MATERIAL TO PROCESS:
· · · · ·

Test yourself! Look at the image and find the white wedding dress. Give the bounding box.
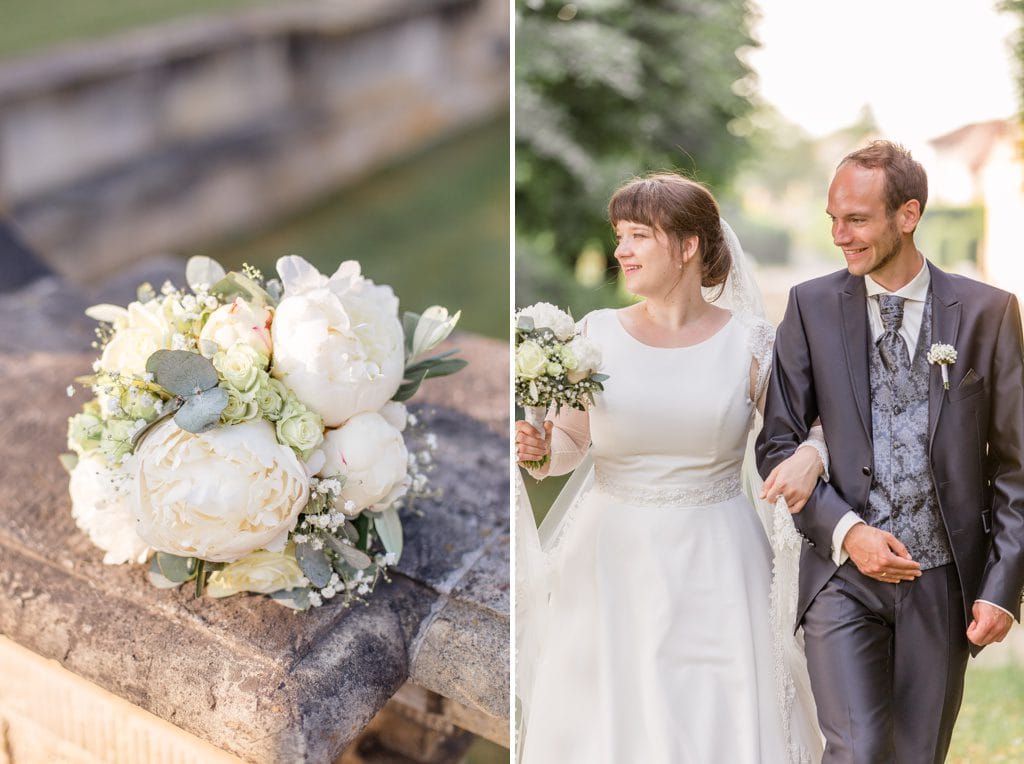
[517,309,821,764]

· · · · ·

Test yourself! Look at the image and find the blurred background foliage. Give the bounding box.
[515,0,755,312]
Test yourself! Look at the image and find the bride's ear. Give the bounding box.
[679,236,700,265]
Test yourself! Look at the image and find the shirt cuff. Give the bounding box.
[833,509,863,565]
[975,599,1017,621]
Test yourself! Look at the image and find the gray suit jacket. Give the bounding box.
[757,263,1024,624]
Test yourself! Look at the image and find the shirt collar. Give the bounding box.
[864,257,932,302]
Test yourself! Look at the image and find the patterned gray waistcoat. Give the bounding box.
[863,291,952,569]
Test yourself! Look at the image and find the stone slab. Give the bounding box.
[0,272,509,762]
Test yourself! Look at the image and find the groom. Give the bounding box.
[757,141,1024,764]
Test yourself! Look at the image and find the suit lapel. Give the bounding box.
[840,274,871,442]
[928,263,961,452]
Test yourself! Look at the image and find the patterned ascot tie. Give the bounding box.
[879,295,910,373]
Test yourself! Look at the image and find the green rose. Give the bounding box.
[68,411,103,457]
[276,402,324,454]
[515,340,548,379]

· · · · ·

WHAT THE EXERCISE ASKS:
Express the lines of the rows above, from the line containing "Test yourself! Look at the image and find the blurred" through the line containing "[864,257,932,302]", as a JSON list of strings with one string per line and any blank lines omitted.

EXERCISE ANSWER:
[
  "Test yourself! Look at the image and find the blurred background foliage. Give the bounding box.",
  "[515,0,755,312]",
  "Test yourself! Look at the image and find the bride's ear. Give the bounding box.",
  "[679,236,700,265]",
  "Test yourself! Look at the image and find the shirt cuff. Give the bounding box.",
  "[833,509,863,565]",
  "[975,599,1017,621]",
  "Test yourself! Look at the image and find the gray suit jacket. Give the bounding box.",
  "[757,263,1024,624]",
  "Test yourself! Look at the image and find the shirt collar. Give the bounding box.",
  "[864,257,932,302]"
]